It's mostly just been through work
that I've learned all this stuff.
So is it possible to become the future Runar
via just working at your job
where you're doing PHP development
and then playing around with things on the weekend?
Or do you need to be fully immersed?
Yeah, I don't know what it means to be the next Runear.
I think that you can absolutely become,
you can become an expert in anything that interests you enough
and that you have enough exposure to in your day-to-day life.
So it's not necessary to write books and to teach
and to work somewhere where they apply these principles.
You can just overcome that via self-interest?
Well, you ask the question whether it's necessary to write and teach.
I think that that's absolutely part of it.
I think you learn a lot by teaching an idea to someone else,
and you also learn a lot by writing your thoughts down.
So it kind of forces you to sort of face where your gaps are or where you might not have
a very precise idea, like not precise enough to explain it to someone else. So yeah, no,
I think that's definitely part of it. It's a sort of mind-body integration thing. Like I think,
you know, it's just like learning to dance or play the guitar or whatever. You can't really
know how to play the guitar abstractly. No one can really just tell you how to play the guitar or whatever. You can't really know how to play the guitar abstractly. No one can really
just tell you how to play the guitar. You got to do it. Yeah, that's a good point. So that makes
me think of like open source, right? So there's certain things I've learned about functional
programming or abstraction or about types just by having somebody tear into me in a PR. I can't get
that from reading your book, but I can like try to contribute to some sort of open source work and then have somebody tear into me there. Yeah, for sure. Well, I think that I used up all
the time. One thing I wanted to ask you about was this Unison Computing that you're working on.
Yeah. Do we have time to talk about that a little bit? Absolutely. So what is Unison Computing?

DATA EXTRACT ::

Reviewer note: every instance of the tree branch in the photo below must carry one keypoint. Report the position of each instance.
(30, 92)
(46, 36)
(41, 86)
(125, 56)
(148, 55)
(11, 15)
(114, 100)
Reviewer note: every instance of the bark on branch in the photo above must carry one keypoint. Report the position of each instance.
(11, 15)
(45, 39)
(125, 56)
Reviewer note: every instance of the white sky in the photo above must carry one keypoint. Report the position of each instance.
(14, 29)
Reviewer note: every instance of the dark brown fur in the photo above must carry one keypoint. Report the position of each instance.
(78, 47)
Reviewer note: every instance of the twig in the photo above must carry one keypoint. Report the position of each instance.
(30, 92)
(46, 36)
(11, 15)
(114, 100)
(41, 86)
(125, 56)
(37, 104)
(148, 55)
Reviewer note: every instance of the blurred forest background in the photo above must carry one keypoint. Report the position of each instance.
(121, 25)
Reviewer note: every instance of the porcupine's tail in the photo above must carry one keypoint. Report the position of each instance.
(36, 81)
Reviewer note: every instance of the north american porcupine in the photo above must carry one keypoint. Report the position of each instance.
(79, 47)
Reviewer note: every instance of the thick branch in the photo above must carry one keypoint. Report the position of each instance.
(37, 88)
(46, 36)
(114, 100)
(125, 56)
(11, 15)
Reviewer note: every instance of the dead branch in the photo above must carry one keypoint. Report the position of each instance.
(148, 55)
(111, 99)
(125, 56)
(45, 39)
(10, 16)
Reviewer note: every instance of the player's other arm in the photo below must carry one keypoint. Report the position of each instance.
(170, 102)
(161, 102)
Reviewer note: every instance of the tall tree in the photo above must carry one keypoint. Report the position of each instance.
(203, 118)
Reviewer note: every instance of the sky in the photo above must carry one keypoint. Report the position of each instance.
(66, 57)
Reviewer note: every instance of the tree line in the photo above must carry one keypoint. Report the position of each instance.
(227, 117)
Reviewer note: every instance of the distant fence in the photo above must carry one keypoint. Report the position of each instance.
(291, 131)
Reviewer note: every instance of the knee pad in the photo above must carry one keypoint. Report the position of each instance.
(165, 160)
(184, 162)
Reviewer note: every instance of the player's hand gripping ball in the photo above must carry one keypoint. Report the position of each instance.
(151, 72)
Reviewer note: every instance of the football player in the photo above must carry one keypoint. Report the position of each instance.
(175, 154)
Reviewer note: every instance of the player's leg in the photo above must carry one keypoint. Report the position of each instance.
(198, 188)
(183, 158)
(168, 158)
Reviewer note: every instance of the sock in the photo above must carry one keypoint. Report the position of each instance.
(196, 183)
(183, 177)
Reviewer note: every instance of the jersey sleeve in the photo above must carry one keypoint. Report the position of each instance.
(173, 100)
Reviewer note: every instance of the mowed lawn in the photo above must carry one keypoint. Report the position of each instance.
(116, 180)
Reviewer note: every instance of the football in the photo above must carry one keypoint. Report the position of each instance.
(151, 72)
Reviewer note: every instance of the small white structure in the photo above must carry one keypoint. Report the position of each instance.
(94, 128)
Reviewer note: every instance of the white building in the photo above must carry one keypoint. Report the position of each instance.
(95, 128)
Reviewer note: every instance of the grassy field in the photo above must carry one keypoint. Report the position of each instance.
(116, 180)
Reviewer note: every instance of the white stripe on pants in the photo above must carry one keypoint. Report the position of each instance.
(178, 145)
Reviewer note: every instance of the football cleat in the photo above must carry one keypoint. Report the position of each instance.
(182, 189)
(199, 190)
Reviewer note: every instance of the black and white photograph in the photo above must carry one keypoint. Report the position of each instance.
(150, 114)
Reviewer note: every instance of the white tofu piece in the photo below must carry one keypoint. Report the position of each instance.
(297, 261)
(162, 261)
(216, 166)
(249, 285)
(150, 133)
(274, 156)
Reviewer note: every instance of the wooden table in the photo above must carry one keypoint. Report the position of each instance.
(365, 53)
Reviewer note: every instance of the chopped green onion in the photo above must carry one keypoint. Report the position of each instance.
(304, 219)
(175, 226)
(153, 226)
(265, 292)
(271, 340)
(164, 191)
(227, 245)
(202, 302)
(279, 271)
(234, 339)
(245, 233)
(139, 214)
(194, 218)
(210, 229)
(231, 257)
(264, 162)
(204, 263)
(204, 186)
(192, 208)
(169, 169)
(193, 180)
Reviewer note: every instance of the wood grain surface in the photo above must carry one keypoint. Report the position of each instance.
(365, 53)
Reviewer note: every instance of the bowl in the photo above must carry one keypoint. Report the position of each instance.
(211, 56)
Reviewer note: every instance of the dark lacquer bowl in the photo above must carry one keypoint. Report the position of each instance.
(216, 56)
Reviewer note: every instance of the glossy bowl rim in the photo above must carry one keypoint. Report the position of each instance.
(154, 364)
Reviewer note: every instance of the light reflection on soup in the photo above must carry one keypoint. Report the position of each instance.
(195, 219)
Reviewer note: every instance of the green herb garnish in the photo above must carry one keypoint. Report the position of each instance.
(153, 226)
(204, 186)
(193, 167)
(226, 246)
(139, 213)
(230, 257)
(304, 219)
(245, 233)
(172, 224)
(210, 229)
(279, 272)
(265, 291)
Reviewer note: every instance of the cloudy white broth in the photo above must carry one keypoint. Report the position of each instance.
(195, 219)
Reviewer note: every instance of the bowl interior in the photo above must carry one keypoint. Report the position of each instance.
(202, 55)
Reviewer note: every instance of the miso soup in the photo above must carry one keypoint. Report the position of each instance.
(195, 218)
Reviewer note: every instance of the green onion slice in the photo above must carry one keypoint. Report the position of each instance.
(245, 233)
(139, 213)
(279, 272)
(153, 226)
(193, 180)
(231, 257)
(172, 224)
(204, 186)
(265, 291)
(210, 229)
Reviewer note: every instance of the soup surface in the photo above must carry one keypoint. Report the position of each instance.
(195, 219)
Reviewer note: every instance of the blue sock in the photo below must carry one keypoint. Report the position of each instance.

PROMPT 1 ::
From the interview transcript, extract word for word the passage from "So is it possible" up to and including "absolutely part of it.".
PROMPT 2 ::
Extend the interview transcript about learning programming, picking up after its last line.

EXERCISE ANSWER 1 ::
So is it possible to become the future Runar
via just working at your job
where you're doing PHP development
and then playing around with things on the weekend?
Or do you need to be fully immersed?
Yeah, I don't know what it means to be the next Runear.
I think that you can absolutely become,
you can become an expert in anything that interests you enough
and that you have enough exposure to in your day-to-day life.
So it's not necessary to write books and to teach
and to work somewhere where they apply these principles.
You can just overcome that via self-interest?
Well, you ask the question whether it's necessary to write and teach.
I think that that's absolutely part of it.

EXERCISE ANSWER 2 ::
Yeah. So Unison Computing is a small company that i co-founded with a couple of friends in here in boston and so we're working on this language called unison which is a purely functional
programming language and we hope to have it make it easier to write particularly distributed
software but we we want to sort of revisit the entire developer experience and like the entire
experience of caring for and owning software, starting with
just how you interact with the compiler and then all the way to how you build large-scale
distributed systems. One thing I noticed when I looked at it, it seems like you don't represent
code as text. Is that right? Yeah, that's right. So the code base is a persistent data structure.
So essentially, the code base is a purely functional data structure
that you can manipulate.
It's an object that you can manipulate.
So it's not a jumble of mutable text files on your disk.
It's like an actual object that you can programmatically interact with.
I feel like this ties into your idea earlier
about SQL and representing SQL as strings.
Exactly. This is exactly like that.
So we represent programs symbolically so that we can manipulate them very easily programmatically.
And we can also communicate programs over the network.
And so we can write distributed systems where to make a program run on a large network
is no harder than just writing a program
that runs on a single machine. So you write a program that describes your entire system,
a distributed system, and then when you execute that program, that's the same thing as deploying
that distributed system. So it's almost like, this probably isn't how you would describe it,
but it's almost like if your entire program was in the config for Kubernetes,
then all you would need to do to deploy it
is give that config, hands it out to all the nodes,
and then executes it.
Yeah, it's basically like that.
Except that, imagine if you could talk about
Kubernetes locations as a first-class entity
in your programming language.
Then you're getting closer to where we're trying to go.
But, you know, communicating programs over the network
and representing them symbolically is not new.
Like Smalltalk did this, Lisp does this.
But we are doing this as a typed, purely functional programming language.
And what we communicate are identifiers.
We don't start by, like, sending programs over the wire.
So Unison has a unique approach to names, our identifiers. We don't start by sending programs over the wire.
So Unison has a unique approach to names,
which allows us to do this sort of unambiguously.
What's the approach?
Well, so, okay, so sort of as a little bit of a background,
let's say I have a program that calculates the 24th Fibonacci number or something.
And then I send you that program.
You're another node on the network.
I send you that program and I say, execute this. And then you see this program, let's say like
it's a Lisp program or something. And it has this expression in it, which is like Fibonacci of 24.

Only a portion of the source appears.